The task:
All of the entries below should be copied exactly as they appear.

Supplied records:
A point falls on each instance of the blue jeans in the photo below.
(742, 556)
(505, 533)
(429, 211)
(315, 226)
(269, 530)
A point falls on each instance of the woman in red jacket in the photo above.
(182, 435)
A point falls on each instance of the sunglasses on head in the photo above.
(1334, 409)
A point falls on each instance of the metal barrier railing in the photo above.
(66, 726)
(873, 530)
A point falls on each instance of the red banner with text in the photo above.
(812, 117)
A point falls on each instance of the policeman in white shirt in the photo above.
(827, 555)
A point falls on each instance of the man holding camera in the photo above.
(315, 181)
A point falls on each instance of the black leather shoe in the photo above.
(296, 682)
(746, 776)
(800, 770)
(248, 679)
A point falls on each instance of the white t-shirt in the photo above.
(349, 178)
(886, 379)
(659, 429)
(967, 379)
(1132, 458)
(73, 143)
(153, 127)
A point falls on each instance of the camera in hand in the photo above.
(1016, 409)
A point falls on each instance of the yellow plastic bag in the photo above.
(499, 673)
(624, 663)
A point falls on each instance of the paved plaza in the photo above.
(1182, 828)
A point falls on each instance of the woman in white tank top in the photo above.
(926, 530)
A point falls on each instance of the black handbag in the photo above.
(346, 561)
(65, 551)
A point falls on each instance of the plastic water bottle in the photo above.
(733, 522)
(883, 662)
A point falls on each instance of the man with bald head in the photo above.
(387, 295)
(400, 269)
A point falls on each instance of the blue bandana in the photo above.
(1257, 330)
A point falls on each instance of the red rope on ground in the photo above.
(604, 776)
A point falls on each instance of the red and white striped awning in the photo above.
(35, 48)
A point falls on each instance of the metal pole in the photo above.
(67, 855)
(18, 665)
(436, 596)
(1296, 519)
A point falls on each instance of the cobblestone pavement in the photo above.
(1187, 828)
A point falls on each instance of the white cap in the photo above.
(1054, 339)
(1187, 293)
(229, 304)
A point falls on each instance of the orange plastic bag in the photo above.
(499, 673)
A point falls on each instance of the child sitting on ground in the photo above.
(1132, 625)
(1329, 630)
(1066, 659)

Completed task:
A point falls on each instance of the blue jeans in the photo below.
(742, 556)
(505, 533)
(429, 211)
(315, 226)
(269, 530)
A point falls on each instance of the woman in red jacket in the photo above.
(182, 435)
A point falls on each instance of the sunglasses on head in the photo above.
(1334, 409)
A point falls on each instance of the metal barrier railing in the photo above.
(66, 726)
(873, 530)
A point falls on each instance of the red banner with text in the photo above.
(812, 117)
A point falls on each instance of the policeman in white shirt in the photo above.
(827, 555)
A point falls on each instance of the man holding camera in the photo above.
(315, 181)
A point falls on each instance of the black leather shoe in the photo above.
(296, 682)
(746, 776)
(800, 770)
(248, 679)
A point falls on each instance of the white t-shirt in the photo above.
(349, 178)
(886, 379)
(659, 429)
(967, 379)
(1132, 458)
(73, 143)
(153, 127)
A point falls on each instance of the camera in hand in the photo above.
(1016, 409)
A point falls on each instance of the yellow plastic bag in the photo above.
(499, 673)
(624, 663)
A point falls on each instance of the paved plaza in the photo above.
(1182, 828)
A point falls on each instance of the woman in white tank top in the photo above.
(926, 530)
A point falls on each instance of the black handbag in the photo above.
(346, 561)
(65, 551)
A point falls on each instance of the plastic water bottle in the photo above.
(733, 522)
(883, 662)
A point falls on each instance of the man with bald head in the photo above.
(387, 295)
(400, 269)
A point falls on each instance of the blue bandana in the photo above.
(1257, 330)
A point falls on each instance of the red rope on ground in the photo above.
(604, 776)
A point falls on each instance of the red and white striped awning in the photo above.
(35, 48)
A point falls on each instance of the metal pole in the photo above.
(67, 855)
(18, 665)
(436, 596)
(1296, 519)
A point falls on each instance of the cobblestone pavement in the photo above.
(1187, 828)
A point falls on each instance of the white cap in the photo above.
(1054, 339)
(1187, 293)
(229, 304)
A point falls on each instance of the orange plastic bag in the photo above.
(499, 673)
A point falls on each instance of the child sitting on ground in the photo above.
(1132, 625)
(1329, 630)
(1066, 659)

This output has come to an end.